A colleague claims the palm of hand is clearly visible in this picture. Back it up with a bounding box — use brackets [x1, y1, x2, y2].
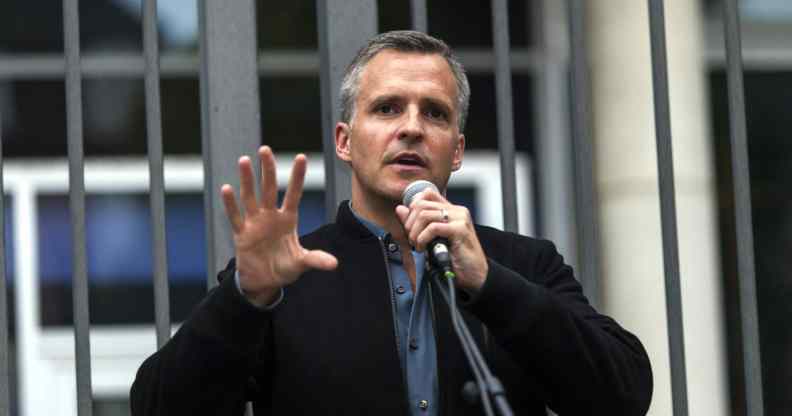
[221, 146, 338, 300]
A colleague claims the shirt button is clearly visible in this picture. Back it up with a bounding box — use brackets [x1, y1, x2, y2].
[410, 338, 418, 350]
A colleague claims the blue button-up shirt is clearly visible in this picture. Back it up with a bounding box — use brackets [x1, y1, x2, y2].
[352, 210, 440, 416]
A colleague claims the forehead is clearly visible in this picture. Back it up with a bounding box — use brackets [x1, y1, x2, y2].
[358, 49, 457, 102]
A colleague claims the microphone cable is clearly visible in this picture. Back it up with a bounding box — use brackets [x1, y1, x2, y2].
[438, 270, 514, 416]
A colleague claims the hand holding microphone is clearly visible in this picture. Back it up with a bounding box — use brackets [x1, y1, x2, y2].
[396, 180, 489, 290]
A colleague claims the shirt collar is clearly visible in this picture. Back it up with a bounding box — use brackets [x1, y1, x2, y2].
[349, 202, 390, 240]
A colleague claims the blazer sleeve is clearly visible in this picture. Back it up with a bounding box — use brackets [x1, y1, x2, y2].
[130, 261, 271, 416]
[468, 234, 652, 415]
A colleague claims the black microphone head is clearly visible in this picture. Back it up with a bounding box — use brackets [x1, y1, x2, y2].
[402, 179, 439, 207]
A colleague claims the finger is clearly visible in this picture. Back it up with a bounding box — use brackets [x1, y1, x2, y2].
[410, 188, 448, 208]
[258, 146, 278, 209]
[302, 250, 338, 270]
[404, 200, 447, 228]
[409, 209, 443, 243]
[239, 156, 258, 214]
[283, 153, 308, 212]
[220, 184, 243, 234]
[396, 204, 410, 225]
[415, 222, 461, 251]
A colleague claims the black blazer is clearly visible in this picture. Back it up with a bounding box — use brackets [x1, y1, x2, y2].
[131, 203, 652, 416]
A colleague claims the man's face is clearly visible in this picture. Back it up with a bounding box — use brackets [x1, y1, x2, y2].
[335, 50, 465, 201]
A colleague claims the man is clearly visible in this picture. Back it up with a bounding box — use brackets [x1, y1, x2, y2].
[131, 32, 652, 415]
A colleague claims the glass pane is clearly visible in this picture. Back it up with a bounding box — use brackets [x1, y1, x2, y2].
[710, 70, 792, 415]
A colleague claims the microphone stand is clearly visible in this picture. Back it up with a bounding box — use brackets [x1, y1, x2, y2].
[430, 264, 514, 416]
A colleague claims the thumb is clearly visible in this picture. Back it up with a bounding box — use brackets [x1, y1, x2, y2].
[302, 250, 338, 270]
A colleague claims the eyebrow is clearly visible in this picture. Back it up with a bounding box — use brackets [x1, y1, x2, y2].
[368, 94, 404, 108]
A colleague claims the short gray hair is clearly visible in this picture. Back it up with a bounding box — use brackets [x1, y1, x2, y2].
[341, 30, 470, 132]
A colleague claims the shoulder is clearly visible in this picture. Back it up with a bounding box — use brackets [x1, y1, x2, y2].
[475, 224, 556, 259]
[476, 224, 571, 282]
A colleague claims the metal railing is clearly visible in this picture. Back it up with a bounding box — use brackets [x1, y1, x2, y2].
[0, 0, 763, 416]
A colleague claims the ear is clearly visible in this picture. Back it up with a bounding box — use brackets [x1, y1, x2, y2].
[335, 122, 352, 162]
[451, 134, 465, 172]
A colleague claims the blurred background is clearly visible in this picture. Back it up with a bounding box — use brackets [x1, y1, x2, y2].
[0, 0, 792, 416]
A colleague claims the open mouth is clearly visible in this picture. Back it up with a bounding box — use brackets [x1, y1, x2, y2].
[393, 153, 426, 167]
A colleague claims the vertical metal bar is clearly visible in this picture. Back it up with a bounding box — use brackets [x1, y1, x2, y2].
[143, 0, 170, 347]
[316, 0, 377, 221]
[492, 0, 519, 233]
[0, 112, 11, 416]
[526, 0, 580, 274]
[198, 0, 261, 287]
[723, 0, 764, 416]
[648, 0, 688, 416]
[410, 0, 429, 33]
[63, 0, 92, 416]
[569, 0, 600, 305]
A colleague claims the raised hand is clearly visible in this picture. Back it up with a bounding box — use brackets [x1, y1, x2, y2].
[221, 146, 338, 306]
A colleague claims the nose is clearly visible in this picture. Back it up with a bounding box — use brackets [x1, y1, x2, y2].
[399, 108, 424, 140]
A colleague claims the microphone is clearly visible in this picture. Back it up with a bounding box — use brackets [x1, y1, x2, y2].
[402, 179, 452, 272]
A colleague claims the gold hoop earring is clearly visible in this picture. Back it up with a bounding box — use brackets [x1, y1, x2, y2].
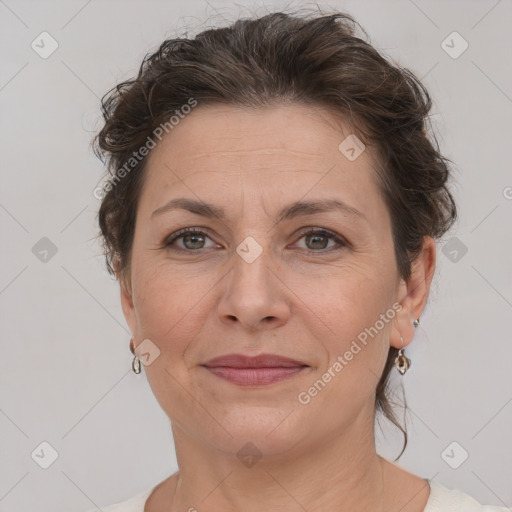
[130, 338, 141, 375]
[395, 336, 411, 375]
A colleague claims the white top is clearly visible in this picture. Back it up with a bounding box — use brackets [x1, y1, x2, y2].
[93, 478, 512, 512]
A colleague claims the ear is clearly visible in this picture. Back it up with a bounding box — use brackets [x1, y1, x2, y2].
[115, 258, 138, 336]
[389, 236, 436, 348]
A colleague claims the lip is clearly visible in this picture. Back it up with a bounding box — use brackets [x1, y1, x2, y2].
[202, 354, 309, 386]
[203, 354, 308, 368]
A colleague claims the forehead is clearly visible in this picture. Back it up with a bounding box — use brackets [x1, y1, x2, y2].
[139, 104, 383, 224]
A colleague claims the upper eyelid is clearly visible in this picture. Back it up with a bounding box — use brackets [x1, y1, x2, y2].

##############################

Requirement: Update all the records by replacing "colleague" with "coworker" wherever it appears, and keep everything else the same. Leave the pictures out of your answer.

Final result:
A coworker claims the palm of hand is clearly visible in this picture. Back it up with a bounding box — use brackets [x1, y1, x2, y2].
[221, 146, 338, 300]
A coworker claims the shirt button is clearly visible in this picture. Back it up with a bounding box — use brackets [x1, y1, x2, y2].
[410, 338, 418, 350]
A coworker claims the blue button-up shirt is clearly visible in this picture. Back it up with a bounding box — use brackets [x1, y1, x2, y2].
[352, 210, 440, 416]
A coworker claims the forehead is clearly visible in this picture. Back it up with a bounding box — use brackets [x1, y1, x2, y2].
[358, 49, 457, 102]
A coworker claims the microphone cable is clearly visible in this picture. Back it up with a bounding box — use brackets [x1, y1, x2, y2].
[438, 270, 514, 416]
A coworker claims the hand holding microphone is clearly visible in this picture. Back it up with a bounding box — use brackets [x1, y1, x2, y2].
[396, 180, 489, 290]
A coworker claims the shirt collar is clearly visible in this picture. Back it up with a bounding box — use brackets [x1, y1, x2, y2].
[349, 202, 390, 240]
A coworker claims the blazer sleeve is clearly visible in this picture. Back it up with a bounding box — use brackets [x1, y1, x2, y2].
[130, 261, 271, 416]
[468, 234, 652, 415]
A coworker claims the black microphone head is clearly visible in this picture. Back it up with a bounding box — use brackets [x1, y1, x2, y2].
[402, 179, 439, 207]
A coworker claims the finger is clearly visible in this picture. Back it up with a bounding box — use brackets [x1, y1, x2, y2].
[410, 188, 448, 208]
[258, 146, 278, 209]
[302, 250, 338, 270]
[404, 200, 447, 228]
[409, 209, 443, 243]
[239, 156, 258, 214]
[283, 153, 308, 212]
[220, 184, 243, 234]
[396, 204, 410, 225]
[415, 222, 461, 251]
A coworker claims the black blazer is clearly visible in this picture. Back it up with a bounding box — use brackets [x1, y1, x2, y2].
[131, 203, 652, 416]
A coworker claims the man's face is clearly visible in this picture. Back it up with a bounding box — use brackets [x1, y1, x2, y2].
[335, 50, 465, 201]
A coworker claims the man is clearly visible in this picture. Back it up with a bounding box — use brackets [x1, y1, x2, y2].
[131, 32, 652, 415]
A coworker claims the glass pane is clearly visible in this picture. Back it up with a bounding box — use brackets [x1, y1, x2, y2].
[710, 70, 792, 415]
A coworker claims the microphone stand is clearly visible in this picture. Back it up with a bounding box — use brackets [x1, y1, x2, y2].
[430, 264, 514, 416]
A coworker claims the thumb is clearly visible in this picture. Back it up with a bounding box — use brackets [x1, y1, x2, y2].
[302, 250, 338, 270]
A coworker claims the eyebrow is clearly visible in this picture. Back it up with a bounding box — use brackets [x1, y1, x2, y2].
[368, 94, 404, 108]
A coworker claims the short gray hair is clearly visible in this picture. Back it up with a bounding box — use brackets [x1, y1, x2, y2].
[341, 30, 470, 132]
A coworker claims the shoulder is clearly visible in this picture. Back it up with a bounding box — use brackets [x1, y1, x2, y2].
[475, 224, 556, 259]
[476, 224, 571, 282]
A coworker claims the metal railing is clearly visible in this picture. Back it up with a bounding box — use brackets [x1, y1, x2, y2].
[0, 0, 763, 416]
A coworker claims the ear is clearly visible in this picture. Back it up with a bounding box — use brackets [x1, y1, x2, y2].
[335, 122, 352, 162]
[451, 134, 465, 172]
A coworker claims the blurred background is clearly visible in this picture. Back it up with a bounding box — use brackets [x1, y1, x2, y2].
[0, 0, 792, 416]
A coworker claims the open mouth is clearly visible in this picture. Back it up with a bounding box — use brackets [x1, y1, x2, y2].
[393, 153, 426, 167]
A coworker claims the vertical metal bar is clearly visible in this picture. Back it up with a bounding box — use brackets [x1, y1, x2, y2].
[143, 0, 170, 347]
[316, 0, 377, 221]
[492, 0, 519, 233]
[0, 112, 11, 416]
[526, 0, 580, 274]
[198, 0, 261, 287]
[723, 0, 764, 416]
[648, 0, 688, 416]
[410, 0, 429, 33]
[63, 0, 92, 416]
[569, 0, 600, 305]
A coworker claims the raised hand is clearly visible in this picture. Back it up with a bounding box — use brackets [x1, y1, x2, y2].
[221, 146, 338, 306]
A coworker claims the nose is clearly visible in this picture. Back it up with a bounding box — use brackets [x1, y1, x2, y2].
[399, 108, 424, 140]
A coworker claims the microphone is clearly visible in this picture. Back it up with a bounding box — use brackets [x1, y1, x2, y2].
[402, 179, 452, 272]
A coworker claims the gold hoop earring is clearly visible in this picture. Back it up with a bounding box — use brackets [x1, y1, x2, y2].
[130, 338, 141, 375]
[395, 336, 411, 375]
A coworker claims the white top is clearly visible in this picture. Back it up with a bounding box — use brackets [x1, y1, x2, y2].
[93, 478, 512, 512]
A coworker claims the ear is clearly visible in this picture. Back it up with a bounding box — use brackets [x1, y1, x2, y2].
[115, 258, 138, 336]
[389, 236, 436, 348]
A coworker claims the lip is clearly visible in this picture. Back it up with a bounding box — use brackets [x1, y1, x2, y2].
[202, 354, 309, 386]
[203, 354, 308, 368]
A coworker claims the forehead is clearly visible in this picture. Back it up with a bounding box — use brackets [x1, y1, x2, y2].
[139, 104, 383, 224]
A coworker claims the upper eyelid is clearly visible in this picture. Back it up with a bounding box — use brackets [x1, y1, x2, y2].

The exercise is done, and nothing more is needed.